▶ _EXERCISE DESCRIPTION_: Output every line below exactly.

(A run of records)
start

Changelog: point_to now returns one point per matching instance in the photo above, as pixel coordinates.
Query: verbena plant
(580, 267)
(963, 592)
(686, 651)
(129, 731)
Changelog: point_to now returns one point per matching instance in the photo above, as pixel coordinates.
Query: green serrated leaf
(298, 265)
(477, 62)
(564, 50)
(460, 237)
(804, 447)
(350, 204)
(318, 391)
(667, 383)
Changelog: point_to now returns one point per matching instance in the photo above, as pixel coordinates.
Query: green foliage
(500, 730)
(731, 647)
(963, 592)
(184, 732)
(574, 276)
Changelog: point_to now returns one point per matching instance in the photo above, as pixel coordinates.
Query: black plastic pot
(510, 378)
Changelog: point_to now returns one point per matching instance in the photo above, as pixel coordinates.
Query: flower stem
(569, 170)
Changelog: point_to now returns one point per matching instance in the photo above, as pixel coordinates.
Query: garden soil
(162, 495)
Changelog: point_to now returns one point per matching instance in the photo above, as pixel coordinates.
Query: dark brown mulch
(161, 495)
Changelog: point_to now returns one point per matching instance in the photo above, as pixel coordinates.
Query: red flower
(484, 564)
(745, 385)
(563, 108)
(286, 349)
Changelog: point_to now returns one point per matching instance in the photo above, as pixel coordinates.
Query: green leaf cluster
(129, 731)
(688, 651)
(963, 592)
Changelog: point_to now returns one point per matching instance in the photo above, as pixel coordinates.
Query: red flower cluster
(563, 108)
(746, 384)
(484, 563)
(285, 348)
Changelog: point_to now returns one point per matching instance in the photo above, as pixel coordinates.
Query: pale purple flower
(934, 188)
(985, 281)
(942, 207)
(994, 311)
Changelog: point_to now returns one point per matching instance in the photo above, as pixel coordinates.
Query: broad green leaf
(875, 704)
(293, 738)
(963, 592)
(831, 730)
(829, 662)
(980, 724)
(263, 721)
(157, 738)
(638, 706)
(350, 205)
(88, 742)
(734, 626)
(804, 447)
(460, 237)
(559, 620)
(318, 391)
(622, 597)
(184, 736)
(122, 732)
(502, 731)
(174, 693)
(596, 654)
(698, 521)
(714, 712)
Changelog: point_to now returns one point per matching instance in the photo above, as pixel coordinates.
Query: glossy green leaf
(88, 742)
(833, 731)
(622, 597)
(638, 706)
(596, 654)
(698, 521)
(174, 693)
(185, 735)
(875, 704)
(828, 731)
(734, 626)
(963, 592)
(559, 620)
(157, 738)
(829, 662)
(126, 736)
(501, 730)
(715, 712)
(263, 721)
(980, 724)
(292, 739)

end

▶ _THE RESPONSE_:
Changelog: point_to now returns one point per matching instance in the photo above, as pixel coordinates.
Query: verbena plant
(580, 267)
(963, 592)
(686, 651)
(129, 731)
Changelog: point_to now returns one point per matching instance in the photo above, as pixel coordinates.
Query: green serrated leaf
(298, 265)
(477, 62)
(564, 50)
(460, 237)
(804, 447)
(350, 204)
(318, 391)
(667, 383)
Changelog: point_to now returns one point per matching instance in the photo above, as pixel coordinates.
Query: green foliage
(500, 730)
(731, 647)
(963, 592)
(184, 732)
(574, 276)
Changelog: point_to now returns one point per matching instance in the photo above, as pixel coordinates.
Query: black plastic pot
(510, 378)
Changelog: point_to now returns one point per matching instance in the photo above, as pixel coordinates.
Query: flower stem
(569, 170)
Changelog: point_to now returns one point per matching instance in the photo above, as pixel coordinates.
Query: garden soil
(162, 495)
Changelog: point_to now returns one point per matching instance in the photo above, as pixel coordinates.
Query: dark brown mulch
(161, 495)
Changelog: point_to now returns one point per matching instance in the photo above, as pixel coordinates.
Query: red flower
(484, 564)
(745, 385)
(563, 108)
(286, 349)
Changelog: point_to now returns one point per matching instance in the photo above, as pixel coordinates.
Query: green leaf cluster
(129, 731)
(688, 651)
(963, 592)
Changelog: point_to now returns one point per matching instance in the photo above, as pixel coordinates.
Query: red flower cluster
(563, 108)
(746, 384)
(484, 563)
(285, 348)
Changelog: point_to now returns one point per matching instance in the photo above, as pixel coordinates.
Query: pale purple flower
(934, 188)
(985, 281)
(942, 207)
(994, 311)
Changelog: point_to now returns one point per matching instance in the photo above, as pixel coordinates.
Query: broad green leaf
(875, 704)
(293, 738)
(963, 592)
(831, 730)
(829, 662)
(980, 724)
(263, 721)
(157, 738)
(638, 706)
(350, 205)
(88, 742)
(734, 626)
(804, 447)
(460, 237)
(559, 620)
(318, 391)
(622, 597)
(184, 736)
(122, 732)
(502, 731)
(174, 693)
(596, 654)
(698, 521)
(714, 712)
Changelog: point_to now returns one point per matching instance in the photo above, as pixel coordinates.
Query: glossy green leaf
(88, 742)
(833, 731)
(622, 597)
(638, 706)
(596, 654)
(698, 521)
(174, 693)
(185, 735)
(875, 704)
(828, 731)
(734, 626)
(963, 592)
(559, 620)
(157, 738)
(829, 662)
(126, 736)
(501, 730)
(715, 712)
(263, 721)
(980, 724)
(292, 739)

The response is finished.